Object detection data

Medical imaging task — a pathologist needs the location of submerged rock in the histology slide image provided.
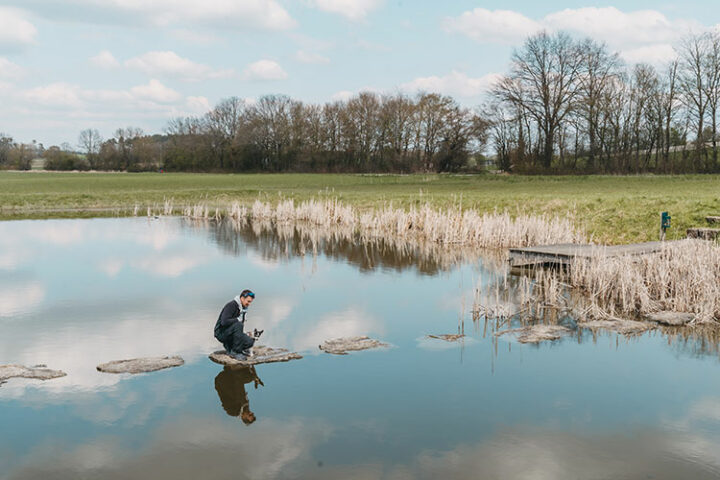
[647,311,695,327]
[97,357,185,373]
[210,345,302,365]
[0,365,67,384]
[427,333,465,342]
[578,320,655,335]
[495,325,572,343]
[319,336,388,355]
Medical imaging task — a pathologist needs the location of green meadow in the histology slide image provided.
[0,171,720,244]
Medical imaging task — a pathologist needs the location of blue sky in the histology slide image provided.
[0,0,720,146]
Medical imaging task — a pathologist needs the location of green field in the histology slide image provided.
[0,172,720,243]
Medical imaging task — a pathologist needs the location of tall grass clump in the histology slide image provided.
[208,199,585,248]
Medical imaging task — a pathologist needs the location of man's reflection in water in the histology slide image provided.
[215,366,265,425]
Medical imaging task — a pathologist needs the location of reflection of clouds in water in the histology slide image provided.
[246,250,280,272]
[0,299,219,397]
[27,220,90,246]
[132,250,209,277]
[6,416,720,480]
[415,336,477,350]
[5,415,332,480]
[98,258,123,278]
[291,307,385,353]
[0,281,45,317]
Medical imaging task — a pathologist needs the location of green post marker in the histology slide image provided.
[660,212,672,241]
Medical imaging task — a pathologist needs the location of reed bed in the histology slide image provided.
[473,239,720,325]
[181,199,585,248]
[173,199,720,323]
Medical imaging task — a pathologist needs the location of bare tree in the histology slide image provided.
[493,32,583,169]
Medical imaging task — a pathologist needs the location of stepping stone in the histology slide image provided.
[578,320,655,335]
[0,365,67,384]
[319,336,389,355]
[209,345,302,366]
[427,333,465,342]
[495,325,572,343]
[97,357,185,373]
[647,311,695,327]
[687,228,720,240]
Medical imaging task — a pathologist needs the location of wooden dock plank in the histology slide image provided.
[510,242,667,267]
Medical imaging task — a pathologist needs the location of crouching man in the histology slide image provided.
[215,290,262,360]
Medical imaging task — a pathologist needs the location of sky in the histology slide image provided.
[0,0,720,147]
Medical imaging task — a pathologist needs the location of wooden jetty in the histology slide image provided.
[510,242,668,267]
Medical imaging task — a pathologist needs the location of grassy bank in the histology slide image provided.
[0,172,720,243]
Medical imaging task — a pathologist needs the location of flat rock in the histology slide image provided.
[97,357,185,373]
[647,311,695,327]
[0,365,67,384]
[495,325,572,343]
[427,333,465,342]
[210,345,302,365]
[578,320,654,335]
[320,336,388,355]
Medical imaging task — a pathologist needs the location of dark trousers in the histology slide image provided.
[215,322,255,353]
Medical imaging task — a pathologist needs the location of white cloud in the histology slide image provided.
[443,7,708,60]
[620,44,677,65]
[10,0,296,30]
[310,0,383,20]
[130,79,181,103]
[90,50,120,68]
[295,50,330,64]
[543,7,702,46]
[0,7,37,51]
[244,60,288,80]
[125,51,233,82]
[443,8,542,44]
[400,70,500,97]
[0,57,25,80]
[330,90,355,102]
[185,97,211,115]
[23,83,82,108]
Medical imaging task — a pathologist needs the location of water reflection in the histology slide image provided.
[191,219,505,275]
[215,366,265,425]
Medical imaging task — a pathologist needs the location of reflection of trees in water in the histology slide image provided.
[185,220,505,275]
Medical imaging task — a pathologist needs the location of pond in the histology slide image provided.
[0,218,720,480]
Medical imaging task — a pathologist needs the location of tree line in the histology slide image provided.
[0,32,720,173]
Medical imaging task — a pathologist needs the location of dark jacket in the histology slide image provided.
[215,297,247,337]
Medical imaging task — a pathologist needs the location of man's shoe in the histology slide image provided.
[228,351,248,362]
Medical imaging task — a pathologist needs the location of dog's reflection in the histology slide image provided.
[215,366,265,425]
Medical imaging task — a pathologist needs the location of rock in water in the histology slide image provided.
[97,357,185,373]
[210,345,302,365]
[320,336,388,355]
[0,365,67,384]
[647,311,695,327]
[578,320,655,335]
[427,333,465,342]
[495,325,572,343]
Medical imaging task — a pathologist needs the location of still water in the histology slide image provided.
[0,218,720,480]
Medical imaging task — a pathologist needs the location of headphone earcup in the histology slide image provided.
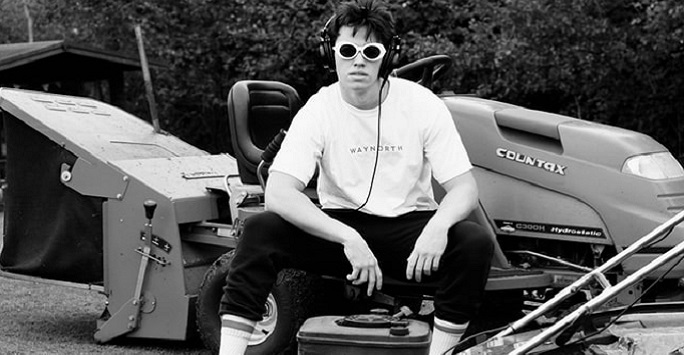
[379,36,401,78]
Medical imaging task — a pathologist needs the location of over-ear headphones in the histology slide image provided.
[319,15,401,78]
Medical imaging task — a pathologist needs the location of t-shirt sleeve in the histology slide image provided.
[424,98,472,184]
[269,97,323,185]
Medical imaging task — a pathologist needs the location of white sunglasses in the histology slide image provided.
[333,42,387,62]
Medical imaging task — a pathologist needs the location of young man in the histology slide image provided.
[220,0,493,354]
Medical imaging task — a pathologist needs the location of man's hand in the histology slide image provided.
[406,225,448,282]
[343,236,382,296]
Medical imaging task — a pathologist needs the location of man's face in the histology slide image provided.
[335,26,382,90]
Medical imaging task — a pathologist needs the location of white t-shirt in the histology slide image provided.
[270,78,472,217]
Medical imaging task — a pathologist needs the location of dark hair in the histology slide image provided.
[328,0,395,47]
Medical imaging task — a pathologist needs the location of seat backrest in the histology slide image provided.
[228,80,301,184]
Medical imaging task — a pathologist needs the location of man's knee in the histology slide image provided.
[240,211,287,246]
[450,221,494,256]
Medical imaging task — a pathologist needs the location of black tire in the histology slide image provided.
[196,250,309,354]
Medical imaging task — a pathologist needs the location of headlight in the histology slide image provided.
[622,152,684,180]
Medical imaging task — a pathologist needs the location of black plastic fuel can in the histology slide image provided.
[297,314,431,355]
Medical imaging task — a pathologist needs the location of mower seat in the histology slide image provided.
[228,80,302,184]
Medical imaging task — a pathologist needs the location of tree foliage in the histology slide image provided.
[0,0,684,156]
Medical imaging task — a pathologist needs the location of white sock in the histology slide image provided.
[219,314,256,355]
[430,317,469,355]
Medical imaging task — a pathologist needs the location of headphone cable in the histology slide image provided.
[354,77,389,211]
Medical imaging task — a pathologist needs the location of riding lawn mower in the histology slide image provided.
[0,56,684,354]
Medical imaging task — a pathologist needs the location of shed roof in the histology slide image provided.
[0,40,164,85]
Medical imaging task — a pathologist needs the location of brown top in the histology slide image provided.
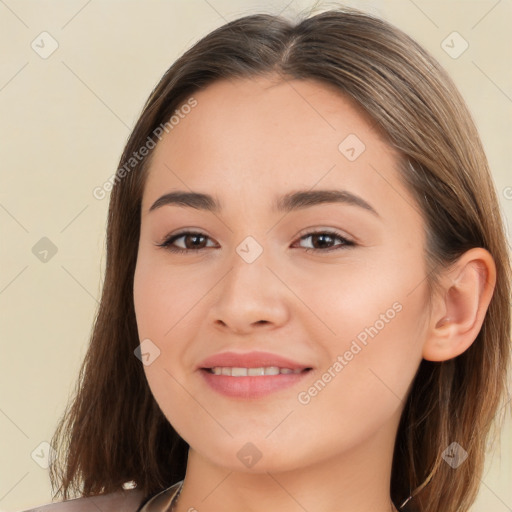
[17,482,181,512]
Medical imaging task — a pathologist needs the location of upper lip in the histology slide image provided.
[198,351,311,370]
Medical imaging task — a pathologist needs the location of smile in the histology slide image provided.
[209,366,304,377]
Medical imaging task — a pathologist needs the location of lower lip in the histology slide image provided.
[199,369,311,399]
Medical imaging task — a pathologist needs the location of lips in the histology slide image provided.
[197,352,312,399]
[198,352,311,370]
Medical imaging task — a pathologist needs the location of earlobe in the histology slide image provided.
[423,248,496,361]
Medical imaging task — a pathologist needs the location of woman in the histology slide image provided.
[25,4,510,512]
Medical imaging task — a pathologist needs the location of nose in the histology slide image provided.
[209,245,292,334]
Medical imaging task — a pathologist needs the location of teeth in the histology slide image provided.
[210,366,302,377]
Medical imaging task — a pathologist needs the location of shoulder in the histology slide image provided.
[18,489,144,512]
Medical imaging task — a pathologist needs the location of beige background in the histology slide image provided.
[0,0,512,512]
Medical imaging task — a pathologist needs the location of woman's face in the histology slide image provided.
[134,78,428,472]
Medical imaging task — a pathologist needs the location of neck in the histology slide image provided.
[173,410,396,512]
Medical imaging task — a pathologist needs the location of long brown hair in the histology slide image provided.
[50,7,511,512]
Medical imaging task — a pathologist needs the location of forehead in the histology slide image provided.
[143,75,404,209]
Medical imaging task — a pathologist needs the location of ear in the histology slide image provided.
[423,248,496,361]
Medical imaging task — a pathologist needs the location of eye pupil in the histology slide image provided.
[185,234,205,249]
[312,233,332,247]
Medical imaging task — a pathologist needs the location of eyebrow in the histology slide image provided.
[148,189,380,217]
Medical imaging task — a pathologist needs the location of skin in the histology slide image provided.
[134,75,495,512]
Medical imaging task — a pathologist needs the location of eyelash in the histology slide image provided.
[156,231,356,254]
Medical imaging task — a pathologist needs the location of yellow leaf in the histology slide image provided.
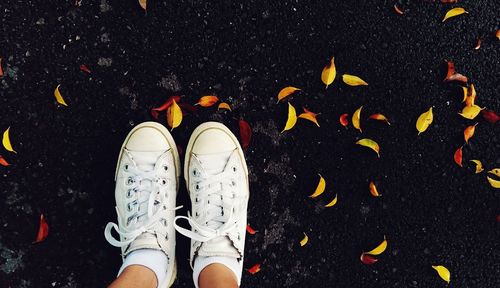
[309,174,326,198]
[278,86,300,102]
[458,105,484,120]
[352,106,363,132]
[167,100,182,130]
[364,236,387,256]
[300,232,309,247]
[281,103,297,133]
[470,160,484,174]
[417,107,434,135]
[432,265,450,283]
[321,57,337,88]
[356,138,380,158]
[2,127,17,153]
[442,7,469,22]
[342,74,368,86]
[54,84,68,106]
[325,195,337,207]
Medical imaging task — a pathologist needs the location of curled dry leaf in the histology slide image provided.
[351,106,363,132]
[342,74,368,86]
[441,7,469,22]
[238,119,252,149]
[194,95,219,107]
[33,214,49,244]
[54,84,68,106]
[368,113,391,125]
[417,107,434,135]
[167,99,182,130]
[309,174,326,198]
[470,160,484,174]
[356,138,380,158]
[299,108,319,127]
[432,265,450,283]
[278,86,300,102]
[300,232,309,247]
[2,127,17,153]
[321,57,337,89]
[325,195,338,207]
[464,123,477,143]
[453,147,463,167]
[281,103,297,133]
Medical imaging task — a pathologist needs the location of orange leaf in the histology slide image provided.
[33,214,49,244]
[299,108,319,127]
[453,147,463,167]
[194,95,219,107]
[464,123,477,143]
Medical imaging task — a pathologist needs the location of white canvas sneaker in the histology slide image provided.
[104,122,180,287]
[174,122,249,282]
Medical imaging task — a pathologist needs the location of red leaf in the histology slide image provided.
[359,253,378,265]
[80,64,91,74]
[33,214,49,244]
[239,119,252,149]
[481,110,500,124]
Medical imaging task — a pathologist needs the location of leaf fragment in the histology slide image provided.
[432,265,450,283]
[342,74,368,86]
[441,7,469,22]
[356,138,380,158]
[281,102,297,133]
[277,86,300,103]
[54,84,68,106]
[299,108,319,127]
[309,174,326,198]
[417,107,434,135]
[33,214,49,244]
[167,99,182,130]
[2,127,17,153]
[321,57,337,89]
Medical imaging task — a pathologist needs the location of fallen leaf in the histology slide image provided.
[194,95,219,107]
[247,264,260,275]
[342,74,368,86]
[417,107,434,135]
[464,123,478,143]
[441,7,469,22]
[481,110,500,124]
[370,181,382,197]
[167,99,182,130]
[432,265,450,283]
[368,113,391,125]
[277,86,300,103]
[309,174,326,198]
[299,108,319,127]
[453,147,463,167]
[238,119,252,149]
[359,253,378,265]
[458,105,484,120]
[470,160,484,174]
[54,84,68,106]
[325,195,337,207]
[217,102,232,111]
[247,224,258,235]
[356,138,380,158]
[321,57,337,89]
[281,102,297,133]
[300,232,309,247]
[351,106,363,132]
[33,214,49,244]
[339,113,349,128]
[0,155,10,167]
[2,127,17,153]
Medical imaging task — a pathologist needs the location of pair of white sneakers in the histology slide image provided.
[104,122,249,287]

* _Stated task_: Repeat the records verbatim from the line containing "mower in the histology slide image provided." through the line containing "[210,366,302,377]", including both of those lines. Leave out the pictures.

* _Written reply_:
Medical imaging task — a pathologist needs the location of riding lawn mower in the histology slide image provided.
[0,56,684,354]
Medical imaging task — a pathologist needs the location of shed roof in the histology slide image provided.
[0,40,164,85]
Medical imaging task — a pathologist needs the location of brown top in the histology slide image provided.
[17,482,181,512]
Medical imaging task — a pathologist needs the location of upper lip in the histology slide image provided.
[198,351,311,370]
Medical imaging task — a pathologist needs the location of smile in the histology slide image provided.
[209,366,304,377]
Medical imaging task — a pathologist needs the location of lower lip in the histology slide image provided.
[199,369,311,399]
Medical imaging task — a pathologist needs the location of lips in the histology slide image provided.
[197,352,312,399]
[198,352,311,370]
Medical imaging task — a pathologist needs the location of earlobe in the histology slide image provided.
[423,248,496,361]
Medical imaging task — a pathologist needs the location of woman in the histology slide image provided.
[25,4,510,512]
Medical imaging task — a pathologist needs the location of nose in the histology slide image provided.
[209,245,292,334]
Medical imaging task — a pathologist needs the location of teeth in the histology slide image provided.
[210,366,302,377]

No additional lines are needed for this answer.